##### TEXTO PROPORCIONADO #####
La sociedad moderna también ha hecho de la muerte un tema privado, y no solo en su proceso físico, sino también en sus repercusiones emocionales. Muchos de nosotros no nos tomamos el tiempo para discutir qué queremos para el final de nuestras vidas. ¿Sabemos cómo queremos que nos traten en los últimos días? ¿Deseamos ser acompañados en nuestros últimos momentos? ¿Qué tipo servicios funerarios necesitamos? Sin embargo, la mayoría de las personas no se detiene a considerar estas preguntas hasta que el tema es ya inminente, y entonces se deja todo en manos de los familiares, cargándolos con una responsabilidad emocional y logística inmensa.
Pero el mayor desafío de todos es que, a pesar de saber que la muerte llegará, muchos preferimos no hablar de ella. Nos resulta incómodo, tememos las emociones que podrían desencadenar. La muerte, ese "enemigo invisible", sigue siendo el gran tabú de nuestra sociedad. Sin embargo, es precisamente al hablar de ella cuando realmente podemos empezar a enfrentarnos a nuestros miedos. Al reflexionar sobre cómo nos gustaría vivir ese proceso, y cómo queremos que nos acompañen, podemos tomar decisiones que nos permitan tener una muerte más serena, menos angustiante.
¿Es posible prepararnos para la muerte? Más allá de las decisiones prácticas, como dejar una herencia o planificar un funeral, la verdadera preparación tiene que ver con cómo manejamos las emociones y los miedos asociados con el fin de la vida. ¿Estamos dispuestos a afrontar nuestras propias preocupaciones sobre la muerte? ¿Podemos verbalizar lo que nos asusta? Si es así, podremos comenzar a trabajar sobre éstos y encontrar soluciones que, aunque no eliminen el temor y el dolor, nos ayuden a disminuir la ansiedad.
No se trata solo de nosotros. Si tenemos hijos o familiares cercanos, ¿estamos preparados para hablar de la muerte con ellos? ¿Sabemos cómo explicarles este concepto de forma adecuada, según su edad y su capacidad para comprenderlo? ¿Sabemos cómo actuar ante la muerte de un ser querido? ¿Estamos dispuestos a acompañar a alguien en sus últimos días? Todo esto forma parte de lo que implica enfrentar la muerte, no solo desde una perspectiva individual, sino también colectiva.
Así, al final, el verdadero desafío no es solo saber cuándo o cómo moriremos, sino cómo elegimos vivir ese proceso. Si tenemos la capacidad de hablar abiertamente de la muerte, podemos afrontarla con mayor serenidad y claridad, no solo para nosotros, sino también para los que nos acompañarán en esos momentos finales.
Vivir con la conciencia de que la muerte es parte de la vida nos permite encontrar la paz en el momento en que llegue, y ayuda a quienes nos aman a sobrellevar esa despedida.
La muerte es inevitable, pero la manera en que nos preparamos para ella es algo que sí podemos elegir.
#####
▶ [PROBLEMA PLANTEADO]
Resume en forma de lista el párrafo del texto sobre la muerte que empieza con «¿Es posible prepararnos para la muerte?» y conserva sus ideas principales. No hace falta usar las líneas para resolver la tarea.
##### DATOS PROPORCIONADOS #####
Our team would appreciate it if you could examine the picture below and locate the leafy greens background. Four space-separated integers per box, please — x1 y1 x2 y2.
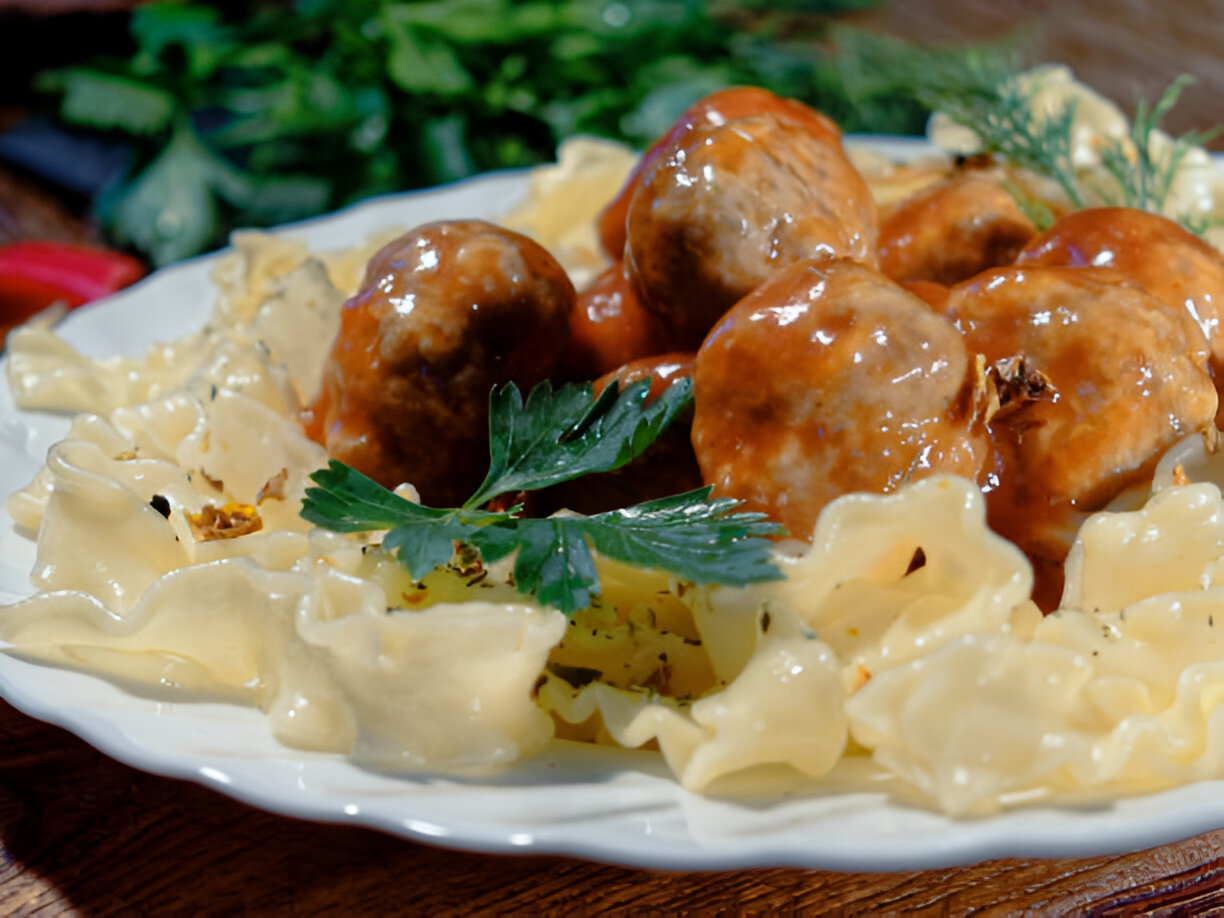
28 0 984 264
#####
▶ [RESULTADO CORRECTO]
- Prepararse para la muerte va más allá de decisiones prácticas como dejar una herencia o planificar un funeral.
- La verdadera preparación consiste en manejar las emociones y los miedos asociados con el fin de la vida.
- Para ello hay que estar dispuestos a afrontar las propias preocupaciones sobre la muerte y poder verbalizar lo que nos asusta.
- Si lo logramos, podemos trabajar sobre esos miedos y encontrar soluciones que ayuden a disminuir la ansiedad, aunque no eliminen el temor y el dolor.